::: Information provided :::
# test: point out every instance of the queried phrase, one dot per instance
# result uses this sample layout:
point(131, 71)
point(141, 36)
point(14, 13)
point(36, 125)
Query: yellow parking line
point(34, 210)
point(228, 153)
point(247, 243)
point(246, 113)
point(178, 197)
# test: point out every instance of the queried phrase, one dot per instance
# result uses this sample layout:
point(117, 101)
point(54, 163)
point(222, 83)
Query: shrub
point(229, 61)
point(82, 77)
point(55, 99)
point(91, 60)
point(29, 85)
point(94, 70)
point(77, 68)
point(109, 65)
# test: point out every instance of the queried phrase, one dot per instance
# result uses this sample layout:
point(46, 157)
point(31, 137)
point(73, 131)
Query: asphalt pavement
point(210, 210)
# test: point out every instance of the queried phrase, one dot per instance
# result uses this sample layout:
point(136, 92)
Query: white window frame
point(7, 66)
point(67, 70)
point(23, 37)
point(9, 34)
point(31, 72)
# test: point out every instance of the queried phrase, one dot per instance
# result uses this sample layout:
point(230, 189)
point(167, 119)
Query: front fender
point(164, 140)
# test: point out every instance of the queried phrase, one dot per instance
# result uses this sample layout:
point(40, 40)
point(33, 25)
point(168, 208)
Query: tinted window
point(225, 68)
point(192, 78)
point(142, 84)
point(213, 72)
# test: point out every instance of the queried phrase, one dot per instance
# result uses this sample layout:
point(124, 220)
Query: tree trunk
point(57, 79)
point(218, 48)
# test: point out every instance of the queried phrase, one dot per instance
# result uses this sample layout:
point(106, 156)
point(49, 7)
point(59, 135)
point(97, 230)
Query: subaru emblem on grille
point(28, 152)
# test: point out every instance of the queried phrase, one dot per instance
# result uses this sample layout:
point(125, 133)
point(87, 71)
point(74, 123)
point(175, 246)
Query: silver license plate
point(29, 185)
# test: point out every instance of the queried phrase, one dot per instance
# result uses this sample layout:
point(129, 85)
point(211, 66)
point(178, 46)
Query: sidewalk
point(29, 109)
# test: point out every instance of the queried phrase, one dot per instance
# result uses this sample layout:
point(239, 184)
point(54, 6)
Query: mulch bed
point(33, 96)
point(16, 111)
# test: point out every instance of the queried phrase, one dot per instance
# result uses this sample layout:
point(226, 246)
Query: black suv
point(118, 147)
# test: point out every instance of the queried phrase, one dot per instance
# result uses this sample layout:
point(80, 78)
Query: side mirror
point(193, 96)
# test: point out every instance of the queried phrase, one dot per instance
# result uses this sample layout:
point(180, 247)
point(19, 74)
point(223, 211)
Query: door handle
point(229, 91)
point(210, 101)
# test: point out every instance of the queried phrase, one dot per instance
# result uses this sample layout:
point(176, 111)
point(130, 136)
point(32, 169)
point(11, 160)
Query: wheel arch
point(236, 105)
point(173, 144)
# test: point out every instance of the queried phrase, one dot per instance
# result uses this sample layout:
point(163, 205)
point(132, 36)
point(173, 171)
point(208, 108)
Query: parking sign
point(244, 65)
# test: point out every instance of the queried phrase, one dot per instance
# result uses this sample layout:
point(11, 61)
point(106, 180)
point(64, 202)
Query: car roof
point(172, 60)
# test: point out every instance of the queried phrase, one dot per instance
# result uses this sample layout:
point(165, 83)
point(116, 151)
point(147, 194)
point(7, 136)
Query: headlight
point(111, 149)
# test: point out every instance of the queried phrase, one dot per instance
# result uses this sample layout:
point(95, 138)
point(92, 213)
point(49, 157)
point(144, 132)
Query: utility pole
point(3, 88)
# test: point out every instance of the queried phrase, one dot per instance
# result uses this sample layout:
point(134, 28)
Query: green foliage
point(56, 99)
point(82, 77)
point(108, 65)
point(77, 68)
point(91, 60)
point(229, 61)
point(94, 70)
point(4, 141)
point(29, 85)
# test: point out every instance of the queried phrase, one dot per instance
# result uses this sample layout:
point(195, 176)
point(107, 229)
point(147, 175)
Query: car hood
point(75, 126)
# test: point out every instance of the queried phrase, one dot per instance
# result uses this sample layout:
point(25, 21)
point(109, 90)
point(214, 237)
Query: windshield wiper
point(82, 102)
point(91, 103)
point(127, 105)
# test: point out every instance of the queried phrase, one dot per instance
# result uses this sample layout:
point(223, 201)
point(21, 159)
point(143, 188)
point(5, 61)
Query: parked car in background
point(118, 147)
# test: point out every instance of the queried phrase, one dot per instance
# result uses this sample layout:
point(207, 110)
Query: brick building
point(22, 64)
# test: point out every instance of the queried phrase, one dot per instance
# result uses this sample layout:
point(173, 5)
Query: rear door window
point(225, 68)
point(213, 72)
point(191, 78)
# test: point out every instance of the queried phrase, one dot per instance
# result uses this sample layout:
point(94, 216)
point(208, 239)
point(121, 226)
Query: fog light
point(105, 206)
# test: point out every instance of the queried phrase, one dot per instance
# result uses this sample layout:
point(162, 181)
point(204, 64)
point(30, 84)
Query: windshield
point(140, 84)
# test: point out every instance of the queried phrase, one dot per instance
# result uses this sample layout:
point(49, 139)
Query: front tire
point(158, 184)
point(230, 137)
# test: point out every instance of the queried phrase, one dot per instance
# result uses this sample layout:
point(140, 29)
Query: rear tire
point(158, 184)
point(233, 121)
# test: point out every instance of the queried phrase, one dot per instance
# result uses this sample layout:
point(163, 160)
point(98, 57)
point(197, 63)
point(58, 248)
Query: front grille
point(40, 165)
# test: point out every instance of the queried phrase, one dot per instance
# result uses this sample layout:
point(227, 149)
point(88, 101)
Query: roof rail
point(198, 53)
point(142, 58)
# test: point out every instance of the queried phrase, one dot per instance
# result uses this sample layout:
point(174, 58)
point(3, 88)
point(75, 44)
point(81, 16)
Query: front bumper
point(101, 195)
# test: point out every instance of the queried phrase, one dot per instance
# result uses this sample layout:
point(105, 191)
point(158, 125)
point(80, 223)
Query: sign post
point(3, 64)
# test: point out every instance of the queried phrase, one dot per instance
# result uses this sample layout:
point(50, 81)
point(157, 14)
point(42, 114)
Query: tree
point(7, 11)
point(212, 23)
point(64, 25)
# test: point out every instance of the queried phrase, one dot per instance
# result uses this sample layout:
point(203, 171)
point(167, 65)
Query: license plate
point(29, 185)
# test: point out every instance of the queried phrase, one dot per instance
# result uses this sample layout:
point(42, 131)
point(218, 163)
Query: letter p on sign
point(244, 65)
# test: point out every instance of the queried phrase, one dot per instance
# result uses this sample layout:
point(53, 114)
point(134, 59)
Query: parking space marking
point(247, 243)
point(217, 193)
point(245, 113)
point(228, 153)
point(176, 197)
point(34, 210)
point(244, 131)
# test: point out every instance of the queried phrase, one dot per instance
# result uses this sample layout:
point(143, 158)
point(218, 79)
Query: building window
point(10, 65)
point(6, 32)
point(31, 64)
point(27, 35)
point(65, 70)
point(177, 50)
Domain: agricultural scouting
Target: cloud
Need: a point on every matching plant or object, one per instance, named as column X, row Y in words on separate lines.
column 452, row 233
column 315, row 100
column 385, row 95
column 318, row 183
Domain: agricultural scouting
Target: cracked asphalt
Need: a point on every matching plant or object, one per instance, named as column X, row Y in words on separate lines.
:::
▶ **Your objective**: Could the data above be returned exactly as it stands?

▶ **Expected output**:
# test: point out every instance of the queried phrase, one dot per instance
# result uses this sample layout:
point(131, 71)
point(141, 36)
point(14, 13)
point(36, 125)
Query: yellow parking line
point(34, 210)
point(228, 153)
point(247, 243)
point(246, 113)
point(178, 197)
# test: point out every instance of the queried phrase, one dot per instance
# result uses this sample layout:
point(117, 101)
point(54, 163)
point(222, 83)
Query: shrub
point(229, 61)
point(82, 77)
point(55, 99)
point(91, 60)
point(29, 85)
point(94, 70)
point(77, 68)
point(109, 65)
# test: point out every instance of the queried phrase, one dot per instance
# result uses this sample layout:
point(46, 157)
point(31, 137)
point(73, 131)
Query: asphalt pavement
point(210, 210)
# test: point out every instance of the queried phrase, one dot per instance
# result uses this sample layout:
point(136, 92)
Query: white window frame
point(7, 66)
point(67, 70)
point(23, 37)
point(9, 34)
point(31, 72)
# test: point out every instance of the queried phrase, one dot per instance
# result uses this sample layout:
point(230, 189)
point(167, 119)
Query: front fender
point(164, 140)
# test: point out every instance of the queried phrase, one dot per instance
# result uses this sample layout:
point(40, 40)
point(33, 25)
point(168, 208)
Query: tinted window
point(225, 68)
point(192, 78)
point(142, 84)
point(213, 72)
# test: point out every instance of the queried phrase, one dot per instance
# result uses this sample layout:
point(124, 220)
Query: tree trunk
point(57, 79)
point(218, 48)
# test: point out every instance of the queried phrase, one dot per instance
# result uses this sample layout:
point(106, 156)
point(49, 7)
point(59, 135)
point(97, 230)
Query: subaru emblem on grille
point(28, 152)
# test: point out every instance of the queried phrase, one dot per instance
# result uses this sample layout:
point(125, 133)
point(87, 71)
point(74, 123)
point(175, 246)
Query: silver license plate
point(29, 185)
# test: point out every instance of the queried phrase, one dot per instance
# result uses this sample layout:
point(129, 85)
point(211, 66)
point(178, 46)
Query: sidewalk
point(29, 109)
# test: point out every instance of the queried phrase, one dot per instance
# result uses this sample layout:
point(239, 184)
point(54, 6)
Query: mulch bed
point(33, 96)
point(16, 111)
# test: point out every instance of the queried phrase, one dot per instance
# result uses this sample layout:
point(226, 246)
Query: black suv
point(118, 147)
# test: point out every instance of the queried phrase, one dot per instance
# result uses this sample layout:
point(80, 78)
Query: side mirror
point(193, 96)
# test: point out every instance of the queried phrase, one dot per instance
# result uses this sample layout:
point(180, 247)
point(19, 74)
point(223, 211)
Query: door handle
point(229, 91)
point(210, 101)
# test: point out every instance of the queried phrase, one dot per instance
# result uses this sample layout:
point(176, 111)
point(130, 136)
point(32, 169)
point(11, 160)
Query: wheel arch
point(236, 105)
point(173, 144)
# test: point out every instance of the queried phrase, one dot per instance
# result uses this sample layout:
point(163, 205)
point(132, 36)
point(173, 171)
point(208, 108)
Query: parking sign
point(244, 65)
# test: point out every instance of the queried phrase, one dot per instance
# result uses this sample layout:
point(11, 61)
point(106, 180)
point(64, 202)
Query: car roof
point(172, 60)
# test: point out every instance of the queried phrase, one dot per instance
# result uses this sample layout:
point(165, 83)
point(116, 151)
point(147, 194)
point(7, 136)
Query: headlight
point(111, 149)
# test: point out every instance of the queried phrase, one dot per instance
# result uses this sample layout:
point(95, 138)
point(92, 213)
point(49, 157)
point(144, 132)
Query: utility pole
point(3, 88)
# test: point out every instance of the queried phrase, one dot per instance
# result uses this sample layout:
point(134, 28)
Query: green foliage
point(56, 99)
point(82, 77)
point(108, 65)
point(77, 68)
point(91, 60)
point(229, 61)
point(94, 70)
point(4, 141)
point(29, 85)
# test: point out every instance of the queried phrase, one dot per instance
# result uses this sample layout:
point(195, 176)
point(107, 229)
point(147, 175)
Query: car hood
point(75, 126)
# test: point out every instance of the queried phrase, one dot per instance
# result uses this sample layout:
point(25, 21)
point(109, 90)
point(214, 237)
Query: windshield wiper
point(82, 102)
point(91, 103)
point(127, 105)
# test: point out every instance of the queried phrase, one dot per instance
# result uses this sample layout:
point(223, 201)
point(21, 159)
point(143, 188)
point(5, 61)
Query: parked car in background
point(118, 147)
# test: point out every instance of the queried phrase, one dot per instance
# result uses this sample layout:
point(207, 110)
Query: brick building
point(22, 64)
# test: point out every instance of the queried phrase, one dot per instance
# result uses this sample layout:
point(173, 5)
Query: rear door window
point(225, 68)
point(213, 72)
point(191, 78)
# test: point out every instance of the queried phrase, one dot per instance
# result uses this sample layout:
point(94, 216)
point(208, 239)
point(121, 226)
Query: fog light
point(105, 206)
# test: point out every instance of the queried phrase, one dot per instance
# result uses this sample layout:
point(162, 181)
point(204, 64)
point(30, 84)
Query: windshield
point(140, 84)
# test: point out every instance of the queried phrase, one dot per instance
# result uses this sample layout:
point(49, 139)
Query: front tire
point(158, 184)
point(230, 137)
# test: point out every instance of the queried phrase, one dot per instance
# result uses this sample layout:
point(140, 29)
Query: rear tire
point(158, 184)
point(233, 121)
# test: point out every instance of the queried phrase, one dot per instance
# result uses this sample layout:
point(163, 160)
point(98, 57)
point(197, 63)
point(58, 248)
Query: front grille
point(40, 165)
# test: point out every instance of the queried phrase, one dot per instance
# result uses this sample layout:
point(227, 149)
point(88, 101)
Query: roof rail
point(198, 53)
point(142, 58)
# test: point out every instance of the queried phrase, one dot per instance
# result uses this sample layout:
point(174, 58)
point(3, 88)
point(75, 44)
point(81, 16)
Query: front bumper
point(101, 195)
# test: point out every instance of the queried phrase, one dot per instance
# result uses this sample layout:
point(105, 191)
point(158, 125)
point(80, 223)
Query: sign post
point(3, 64)
# test: point out every instance of the queried phrase, one dot per instance
# result uses this sample layout:
point(50, 81)
point(157, 14)
point(42, 114)
Query: tree
point(7, 11)
point(212, 23)
point(64, 25)
# test: point out every instance of the queried phrase, one dot per instance
# result uses this sample layout:
point(203, 171)
point(167, 65)
Query: license plate
point(29, 185)
# test: point out every instance of the queried phrase, one dot per instance
# result uses this sample layout:
point(42, 131)
point(218, 163)
Query: letter p on sign
point(244, 65)
# test: point out every instance of the queried phrase, one dot per instance
# result uses this sample layout:
point(53, 114)
point(134, 59)
Query: parking space marking
point(247, 243)
point(217, 193)
point(245, 113)
point(228, 153)
point(176, 197)
point(34, 210)
point(244, 131)
# test: point out every instance of the queried phrase, one dot per instance
# result uses this sample layout:
point(143, 158)
point(218, 79)
Query: building window
point(10, 65)
point(6, 32)
point(31, 64)
point(27, 35)
point(65, 70)
point(177, 50)
Domain: agricultural scouting
Target: cloud
Need: a point on every matching plant or object, one per instance, named as column X, row Y in words on separate lines.
column 452, row 233
column 315, row 100
column 385, row 95
column 318, row 183
Domain: agricultural scouting
Target: cracked asphalt
Need: a point on every matching plant or object, one per instance, named as column X, row Y in words on separate lines.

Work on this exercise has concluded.